Kun je alles van de rij met "the white capri" tot en met de rij met "(1069, 813)" herschalen en alleen die rijen volledig teruggeven? Vermenigvuldig daarbij elke coördinaat in de antwoorden met 0,25, rond af op hele getallen met helften naar boven en laat de overige tekst ongewijzigd.

GEGEVEN INFORMATIE ->
********************

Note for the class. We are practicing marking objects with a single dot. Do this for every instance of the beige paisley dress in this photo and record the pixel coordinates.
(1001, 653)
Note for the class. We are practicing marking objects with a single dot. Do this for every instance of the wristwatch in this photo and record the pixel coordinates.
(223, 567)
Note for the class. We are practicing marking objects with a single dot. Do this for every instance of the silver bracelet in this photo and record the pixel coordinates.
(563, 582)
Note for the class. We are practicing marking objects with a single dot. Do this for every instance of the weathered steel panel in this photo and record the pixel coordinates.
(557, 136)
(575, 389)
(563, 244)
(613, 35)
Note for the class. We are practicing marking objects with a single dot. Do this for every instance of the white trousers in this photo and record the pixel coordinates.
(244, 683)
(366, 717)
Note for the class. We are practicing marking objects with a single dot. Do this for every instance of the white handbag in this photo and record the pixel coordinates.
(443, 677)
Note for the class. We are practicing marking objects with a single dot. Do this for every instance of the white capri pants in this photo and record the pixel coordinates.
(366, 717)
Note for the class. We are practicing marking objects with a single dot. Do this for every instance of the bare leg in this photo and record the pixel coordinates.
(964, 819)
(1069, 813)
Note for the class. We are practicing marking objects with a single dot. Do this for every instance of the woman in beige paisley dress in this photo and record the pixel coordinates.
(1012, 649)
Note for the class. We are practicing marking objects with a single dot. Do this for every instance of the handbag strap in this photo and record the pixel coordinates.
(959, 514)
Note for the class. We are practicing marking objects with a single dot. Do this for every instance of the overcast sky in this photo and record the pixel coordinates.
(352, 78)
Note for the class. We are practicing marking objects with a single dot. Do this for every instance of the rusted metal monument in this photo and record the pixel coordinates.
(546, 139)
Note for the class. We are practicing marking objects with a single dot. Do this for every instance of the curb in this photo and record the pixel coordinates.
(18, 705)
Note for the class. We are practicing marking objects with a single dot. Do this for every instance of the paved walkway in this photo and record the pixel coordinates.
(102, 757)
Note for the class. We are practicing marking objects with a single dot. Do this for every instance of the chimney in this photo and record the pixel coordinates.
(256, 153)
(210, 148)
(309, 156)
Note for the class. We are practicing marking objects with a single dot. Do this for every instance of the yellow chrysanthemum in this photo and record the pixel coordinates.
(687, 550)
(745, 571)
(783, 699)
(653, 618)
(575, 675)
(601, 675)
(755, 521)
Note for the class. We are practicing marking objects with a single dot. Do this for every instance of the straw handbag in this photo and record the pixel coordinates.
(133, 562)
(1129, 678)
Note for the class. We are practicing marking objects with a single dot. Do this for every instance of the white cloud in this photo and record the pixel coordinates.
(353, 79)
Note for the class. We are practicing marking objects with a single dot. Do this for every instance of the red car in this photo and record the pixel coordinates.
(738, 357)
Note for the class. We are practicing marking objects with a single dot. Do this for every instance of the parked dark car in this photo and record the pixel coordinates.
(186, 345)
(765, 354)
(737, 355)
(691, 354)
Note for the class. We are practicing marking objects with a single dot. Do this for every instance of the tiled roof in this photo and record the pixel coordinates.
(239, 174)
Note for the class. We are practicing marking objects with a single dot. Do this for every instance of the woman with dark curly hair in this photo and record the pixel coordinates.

********************

VERWACHTE UITVOER ->
Note for the class. We are practicing marking objects with a single dot. Do this for every instance of the white capri pants in this photo and record the pixel coordinates.
(92, 179)
Note for the class. We are practicing marking objects with a single dot. Do this for every instance of the bare leg in this photo and record the pixel coordinates.
(241, 205)
(267, 203)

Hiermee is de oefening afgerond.